* [Passage for review]:
Caleb Spencer

My bipolar depression affects my life every day.

After being diagnosed at the start of 2019, I have been able to monitor myself better and even started medication shortly thereafter. I feel comfortable reaching out to friends and family about what I’m feeling, but it hasn’t always been like this. Before I knew what was wrong, I let my depression control my life, and it almost took it all away from me.

At this time last year, I was beyond excited to get started in my AP Chemistry class at Andale High School. After passing college chemistry my junior year, I was excited to see what challenges the AP class would have for me. I tried my hardest in the last two chemistry classes and passed with flying colors, and wanted my success to continue with this class and continue into college, where I wanted to major in Chemical Engineering.

Turns out, AP Chemistry is not an easy course. I started to fall behind, and I couldn’t find time between my job and cross country to catch back up. Time management has never been my best skill, and it was hurting me badly early in the semester.

Different stresses started building on each other. My coach was mad that I was leaving practice early for work, and my manager was mad I wasn’t getting to work early enough. Late assignments started piling up on my desk, and when I looked at them, they looked back with shame in their eyes. I started to hate every moment of being awake.

* [Activity list]:
1. For each statement, decide whether the essay on bipolar depression supports it, answering yes or no and quoting the deciding words: (a) The diagnosis came at the start of 2019. (b) The writer passed college chemistry during senior year. (c) The coach objected to the writer leaving practice early for work.
2. Recast the paragraph of the essay on bipolar depression that begins "Different stresses started building" as a bulleted list that keeps its main facts.
Rely only on the essay on bipolar depression for what follows.

* [Material provided]:
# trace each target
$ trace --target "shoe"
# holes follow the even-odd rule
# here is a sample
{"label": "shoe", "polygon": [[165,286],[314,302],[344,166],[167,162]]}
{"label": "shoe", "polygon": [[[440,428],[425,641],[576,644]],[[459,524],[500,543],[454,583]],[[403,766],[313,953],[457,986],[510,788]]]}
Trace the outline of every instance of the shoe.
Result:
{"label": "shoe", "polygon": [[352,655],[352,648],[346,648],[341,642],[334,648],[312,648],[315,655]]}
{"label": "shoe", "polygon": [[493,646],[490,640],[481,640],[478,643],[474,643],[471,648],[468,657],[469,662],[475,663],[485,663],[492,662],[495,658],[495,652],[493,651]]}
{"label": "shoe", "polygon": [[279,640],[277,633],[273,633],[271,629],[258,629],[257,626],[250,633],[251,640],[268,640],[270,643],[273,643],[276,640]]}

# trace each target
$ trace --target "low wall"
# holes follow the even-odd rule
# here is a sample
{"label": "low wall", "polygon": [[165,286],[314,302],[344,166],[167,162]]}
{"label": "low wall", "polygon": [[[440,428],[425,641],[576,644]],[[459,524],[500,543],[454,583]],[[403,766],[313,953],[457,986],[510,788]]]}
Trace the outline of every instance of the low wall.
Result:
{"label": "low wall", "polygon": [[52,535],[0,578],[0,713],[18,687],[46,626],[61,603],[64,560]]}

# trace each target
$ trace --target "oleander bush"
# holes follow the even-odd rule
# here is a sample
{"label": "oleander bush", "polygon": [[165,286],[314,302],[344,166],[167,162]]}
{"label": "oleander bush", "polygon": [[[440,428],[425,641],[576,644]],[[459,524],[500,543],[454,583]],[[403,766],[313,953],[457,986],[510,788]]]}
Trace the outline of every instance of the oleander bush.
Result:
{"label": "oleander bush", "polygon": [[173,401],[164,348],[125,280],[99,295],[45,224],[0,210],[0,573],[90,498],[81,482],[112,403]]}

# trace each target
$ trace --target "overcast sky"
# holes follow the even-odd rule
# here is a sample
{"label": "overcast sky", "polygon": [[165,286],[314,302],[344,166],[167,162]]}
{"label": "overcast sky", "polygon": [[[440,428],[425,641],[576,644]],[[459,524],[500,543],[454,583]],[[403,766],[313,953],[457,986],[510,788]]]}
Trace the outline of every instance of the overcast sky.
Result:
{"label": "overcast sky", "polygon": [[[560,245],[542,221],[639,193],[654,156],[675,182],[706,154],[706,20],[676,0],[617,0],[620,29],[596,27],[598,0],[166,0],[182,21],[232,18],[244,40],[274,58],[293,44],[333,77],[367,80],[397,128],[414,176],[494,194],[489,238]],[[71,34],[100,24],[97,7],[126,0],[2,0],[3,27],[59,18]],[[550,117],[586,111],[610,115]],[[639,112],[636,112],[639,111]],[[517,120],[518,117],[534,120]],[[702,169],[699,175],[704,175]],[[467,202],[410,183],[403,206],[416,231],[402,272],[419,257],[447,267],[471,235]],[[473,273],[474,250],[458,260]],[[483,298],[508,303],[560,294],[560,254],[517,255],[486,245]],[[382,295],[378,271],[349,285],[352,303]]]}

* [Task-by-task solutions]:
1.
(a) Yes: "After being diagnosed at the start of 2019"
(b) No: "After passing college chemistry my junior year"
(c) Yes: "My coach was mad that I was leaving practice early for work"

2.
- Stresses began to build on one another.
- The coach was angry that the writer left practice early for work.
- The manager was angry that the writer did not get to work early enough.
- Late assignments piled up and seemed to look back with shame.
- The writer came to hate every waking moment.